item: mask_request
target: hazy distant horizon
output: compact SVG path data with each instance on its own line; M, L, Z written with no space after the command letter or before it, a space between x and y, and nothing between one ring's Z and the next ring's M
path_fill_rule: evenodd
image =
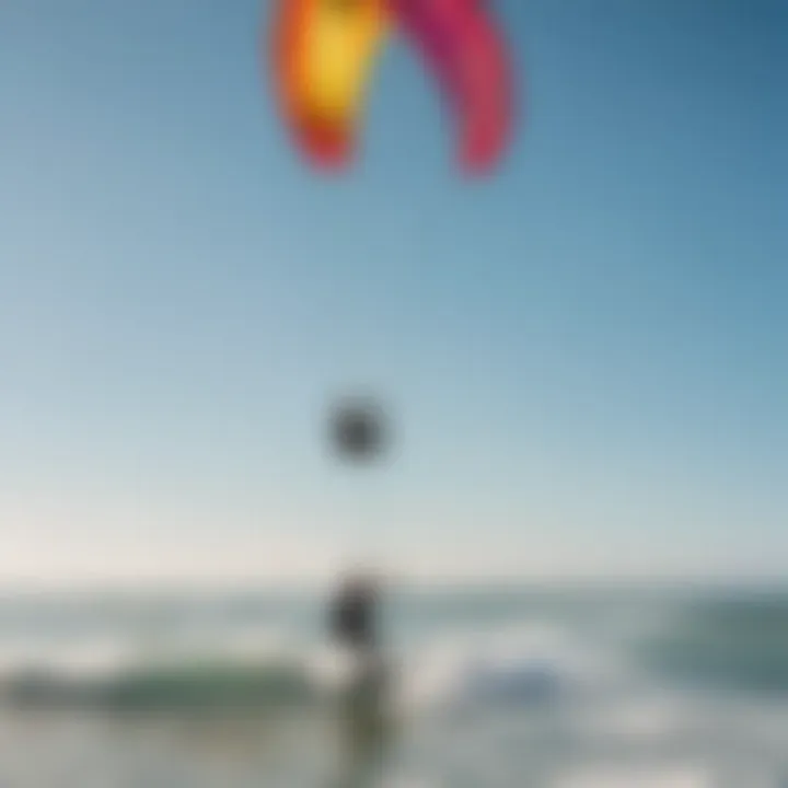
M259 0L0 3L0 584L788 577L788 5L495 7L524 124L470 183L397 37L324 179Z

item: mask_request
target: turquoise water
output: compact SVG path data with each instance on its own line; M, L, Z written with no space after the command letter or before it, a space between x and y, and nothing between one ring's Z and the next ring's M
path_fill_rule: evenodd
M0 786L788 785L788 592L401 589L385 714L352 737L321 613L0 600Z

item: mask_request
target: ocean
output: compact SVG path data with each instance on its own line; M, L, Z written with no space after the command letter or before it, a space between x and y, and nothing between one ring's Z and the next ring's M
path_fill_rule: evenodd
M788 786L788 590L392 589L367 739L323 613L305 590L5 594L0 788Z

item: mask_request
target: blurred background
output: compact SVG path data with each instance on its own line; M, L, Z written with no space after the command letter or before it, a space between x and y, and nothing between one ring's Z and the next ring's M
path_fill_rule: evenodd
M0 4L0 784L329 785L358 560L398 725L355 785L787 784L788 10L494 7L468 182L396 37L325 178L266 4Z

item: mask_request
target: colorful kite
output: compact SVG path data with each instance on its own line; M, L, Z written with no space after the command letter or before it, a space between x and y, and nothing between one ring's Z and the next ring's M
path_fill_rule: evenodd
M420 51L456 118L464 170L487 172L507 146L512 85L483 0L275 0L274 73L297 144L318 166L356 149L367 83L393 27Z

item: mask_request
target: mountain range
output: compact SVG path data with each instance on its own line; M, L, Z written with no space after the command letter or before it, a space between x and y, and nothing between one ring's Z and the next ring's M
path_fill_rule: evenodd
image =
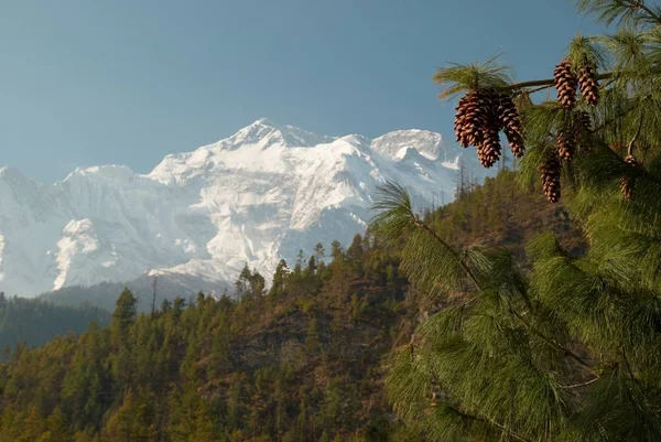
M0 291L159 276L217 292L245 265L268 278L299 250L346 245L386 181L419 207L452 201L460 162L481 170L472 150L431 131L328 137L260 119L148 174L104 165L43 184L2 168Z

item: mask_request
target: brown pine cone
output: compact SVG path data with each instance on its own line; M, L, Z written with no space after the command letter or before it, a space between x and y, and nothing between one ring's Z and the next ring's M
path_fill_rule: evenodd
M553 84L557 90L557 100L560 105L570 109L576 105L576 76L572 73L572 63L568 60L564 60L553 72Z
M500 134L498 127L490 126L485 131L485 138L477 147L477 157L484 168L490 168L500 159Z
M633 155L627 155L625 158L625 162L633 168L637 168L639 165L638 160L636 160L636 157ZM633 180L624 176L620 180L620 192L625 200L631 200L631 196L633 195Z
M542 173L542 188L546 200L551 203L557 203L560 201L560 162L557 158L551 157L542 164L540 164L540 172Z
M510 95L500 94L497 97L496 117L498 126L505 132L507 141L516 158L523 157L522 126L519 111Z
M589 118L589 114L585 110L582 110L577 114L578 123L588 132L593 131L592 127L592 118Z
M576 134L571 130L561 130L557 133L557 154L564 161L572 161L576 150Z
M585 103L590 106L596 106L599 103L599 82L597 73L592 66L583 66L578 75L578 86L581 95L585 98Z
M455 116L455 136L462 147L477 147L481 143L488 112L488 97L480 90L473 90L459 100Z

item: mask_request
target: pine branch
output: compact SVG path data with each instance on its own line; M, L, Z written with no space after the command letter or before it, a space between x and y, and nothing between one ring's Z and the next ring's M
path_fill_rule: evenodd
M610 78L613 76L615 76L616 72L605 72L603 74L598 74L597 75L597 79L606 79L606 78ZM529 82L521 82L521 83L513 83L511 85L506 85L506 86L501 86L500 89L503 90L519 90L519 89L524 89L527 87L535 87L535 86L544 86L539 90L543 90L548 87L551 87L554 85L555 79L554 78L545 78L545 79L533 79L533 80L529 80ZM535 90L535 91L539 91Z
M520 441L520 442L532 442L530 439L527 439L520 434L518 434L517 432L514 432L513 430L510 430L509 428L505 427L501 423L496 422L492 419L487 419L487 418L483 418L479 416L473 416L473 414L468 414L464 411L457 410L456 408L448 406L447 403L444 403L445 407L447 407L448 409L451 409L453 412L455 412L456 414L460 416L464 419L470 419L477 422L483 422L483 423L487 423L490 425L496 427L497 429L499 429L500 431L502 431L503 433L507 433L508 435L512 436L513 439Z
M521 316L519 313L512 311L512 313L514 314L514 316L517 316L519 319L519 321L521 322L521 324L525 327L525 330L528 330L530 333L532 333L533 335L538 336L540 339L542 339L544 343L549 344L552 348L555 348L556 351L559 351L560 353L562 353L565 356L571 357L572 359L574 359L576 363L578 363L581 366L583 366L584 368L586 368L589 373L594 373L594 368L592 365L589 365L585 359L583 359L581 356L578 356L577 354L575 354L574 352L572 352L571 349L566 348L564 345L560 344L557 341L544 335L542 332L535 330L532 325L530 325L524 319L523 316Z
M649 15L649 19L651 19L652 22L655 22L658 25L661 24L661 17L657 15L654 13L654 11L652 11L642 1L635 1L633 2L633 8L641 9L642 11L644 11Z
M473 271L470 270L470 268L468 267L468 265L466 265L466 261L464 261L464 259L460 257L459 254L457 254L457 251L455 249L453 249L438 235L436 235L436 233L434 230L432 230L431 228L429 228L429 226L426 224L416 220L414 217L413 217L413 224L415 225L415 227L422 228L424 231L426 231L427 234L430 234L434 238L434 240L436 240L436 242L438 242L440 245L442 245L443 247L445 247L451 254L453 254L456 257L457 262L459 262L459 266L462 266L462 269L464 269L464 271L466 272L466 274L468 276L468 278L473 282L473 284L475 285L475 288L478 291L480 291L480 292L483 291L483 288L480 287L479 282L477 281L477 278L475 277L475 274L473 274ZM473 302L474 300L475 299L470 300L469 302Z
M572 389L572 388L581 388L581 387L586 387L586 386L588 386L588 385L590 385L590 384L594 384L594 382L596 382L596 381L597 381L597 380L599 380L599 379L602 379L602 378L600 378L600 377L596 377L596 378L594 378L594 379L590 379L590 380L588 380L588 381L586 381L586 382L574 384L574 385L563 385L563 386L561 386L561 387L562 387L562 388L566 388L566 389Z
-------------------------
*Your objective*. Reproduce all of the items above verbatim, line for line, but leave out the pictures.

*The completed task*.
item: mask_request
target: hazy distant horizon
output: compact SVG path data with each instance on its own line; M, L, Z written with no space after the command letter or before it, a space between x and y, and nothing between one ring's Z and the next ring's M
path_fill_rule: evenodd
image =
M259 0L0 3L0 584L788 577L788 5L495 7L524 124L470 183L397 37L324 179Z

item: mask_request
target: turquoise water
output: compact SVG path data with each instance on its own line; M, L, Z written with no space after the command letter or before it, a space between x and y, and nothing between one ring's Z and the next ring's M
path_fill_rule: evenodd
M0 786L788 785L788 592L401 589L385 714L352 737L321 613L0 600Z

item: mask_request
target: ocean
output: compact SVG path data with each instance on its own line; M, L, Z written with no space after the command letter or before it, a space between x and y, and nothing between one ring's Z and the next ring's M
path_fill_rule: evenodd
M788 786L788 590L392 589L367 739L323 613L305 590L5 594L0 788Z

item: mask_request
target: blurred background
output: compact SVG path data with each instance on its own line; M, L, Z written with no space after the command letter or before it, a space between x and y, and nothing between one ring's Z and the next ring's M
path_fill_rule: evenodd
M0 4L0 784L329 785L358 560L398 725L355 785L787 784L788 10L494 7L468 182L396 37L325 178L266 4Z

item: mask_request
target: colorful kite
output: compact SVG path data with each instance on its own line; M, L, Z written with no space after the command letter or before it, a space between x and y, and nothing between one ring's Z and the next ring's M
path_fill_rule: evenodd
M420 51L456 118L464 170L487 172L507 146L512 85L483 0L275 0L274 73L297 144L318 166L356 149L367 83L393 27Z

item: mask_request
target: mountain range
output: compact SVG path data with each instance on its own line; M, L, Z written with no space after the command letter or before it, a space between x and y, and nothing between one ring's Z and the next ring's M
path_fill_rule: evenodd
image =
M0 291L159 276L217 292L245 265L268 278L299 250L346 245L386 181L419 207L452 201L460 162L481 170L472 150L431 131L328 137L260 119L148 174L104 165L43 184L2 168Z

item: mask_request
target: brown pine cone
output: compact SVG path data with each instance on its own line; M, L, Z written with no space after the command letter or before it, a space between x and y, and nothing between one ring's Z and the next ring's M
path_fill_rule: evenodd
M553 84L557 90L557 100L560 105L570 109L576 105L576 76L572 73L572 63L568 60L564 60L553 72Z
M500 134L498 127L490 126L485 131L485 138L477 147L477 157L484 168L490 168L500 159Z
M633 155L627 155L625 158L625 162L633 168L637 168L639 165L638 160L636 160L636 157ZM633 180L624 176L620 180L620 192L625 200L631 200L631 196L633 195Z
M542 173L542 188L546 200L551 203L557 203L560 201L560 162L557 158L551 157L542 164L540 164L540 172Z
M510 95L500 94L497 97L496 117L498 126L505 132L507 141L516 158L523 157L522 126L519 111Z
M589 118L589 114L585 110L582 110L577 114L578 123L588 132L593 131L592 127L592 118Z
M576 134L571 130L561 130L557 133L557 154L564 161L572 161L576 150Z
M585 103L590 106L596 106L599 103L599 82L597 73L592 66L583 66L578 75L578 86L581 95L585 98Z
M455 116L455 136L462 147L477 147L481 143L488 112L488 97L480 90L473 90L459 100Z

item: mask_request
target: pine branch
output: compact SVG path data with each instance on its own line; M, L, Z written with no space after the command letter or before it, a space between x and y, and nothing between one ring's Z and the next ring's M
path_fill_rule: evenodd
M610 78L613 76L615 76L616 72L605 72L603 74L598 74L597 75L597 79L606 79L606 78ZM529 82L521 82L521 83L513 83L511 85L506 85L506 86L501 86L500 89L503 90L519 90L519 89L524 89L527 87L535 87L535 86L544 86L539 90L543 90L548 87L551 87L554 85L555 79L554 78L545 78L545 79L533 79L533 80L529 80ZM535 90L535 91L539 91Z
M520 441L520 442L532 442L530 439L527 439L520 434L518 434L517 432L514 432L513 430L510 430L509 428L505 427L501 423L496 422L492 419L487 419L487 418L483 418L479 416L473 416L473 414L468 414L464 411L457 410L456 408L448 406L447 403L444 403L445 407L447 407L448 409L451 409L453 412L455 412L456 414L460 416L464 419L470 419L477 422L483 422L483 423L487 423L490 425L496 427L497 429L499 429L500 431L502 431L503 433L507 433L508 435L512 436L513 439Z
M521 316L519 313L512 311L512 313L514 314L514 316L517 316L519 319L519 321L521 322L521 324L525 327L525 330L528 330L530 333L532 333L533 335L538 336L540 339L542 339L544 343L549 344L552 348L555 348L556 351L559 351L560 353L562 353L565 356L571 357L572 359L574 359L576 363L578 363L581 366L583 366L584 368L586 368L589 373L594 373L594 368L592 365L589 365L585 359L583 359L581 356L578 356L577 354L575 354L574 352L572 352L571 349L566 348L564 345L560 344L557 341L544 335L542 332L535 330L532 325L530 325L524 319L523 316Z
M649 15L649 19L651 19L652 22L655 22L658 25L661 24L661 17L657 15L654 13L654 11L652 11L642 1L635 1L633 2L633 8L641 9L642 11L644 11Z
M473 271L470 270L470 268L468 267L468 265L466 265L466 261L464 261L464 259L460 257L459 254L457 254L457 251L455 249L453 249L438 235L436 235L436 233L434 230L432 230L431 228L429 228L429 226L426 224L416 220L414 217L413 217L413 224L415 225L415 227L422 228L424 231L426 231L427 234L430 234L434 238L434 240L436 240L436 242L438 242L440 245L442 245L443 247L445 247L451 254L453 254L456 257L457 262L459 262L459 266L462 266L462 269L464 269L464 271L466 272L466 274L468 276L468 278L473 282L473 284L475 285L475 288L478 291L480 291L480 292L483 291L483 288L480 287L479 282L477 281L477 278L475 277L475 274L473 274ZM473 302L474 300L475 299L470 300L469 302Z
M572 389L572 388L581 388L581 387L586 387L586 386L588 386L588 385L590 385L590 384L594 384L594 382L596 382L596 381L597 381L597 380L599 380L599 379L602 379L602 378L600 378L600 377L596 377L596 378L594 378L594 379L590 379L590 380L588 380L588 381L586 381L586 382L574 384L574 385L563 385L563 386L561 386L561 387L562 387L562 388L566 388L566 389Z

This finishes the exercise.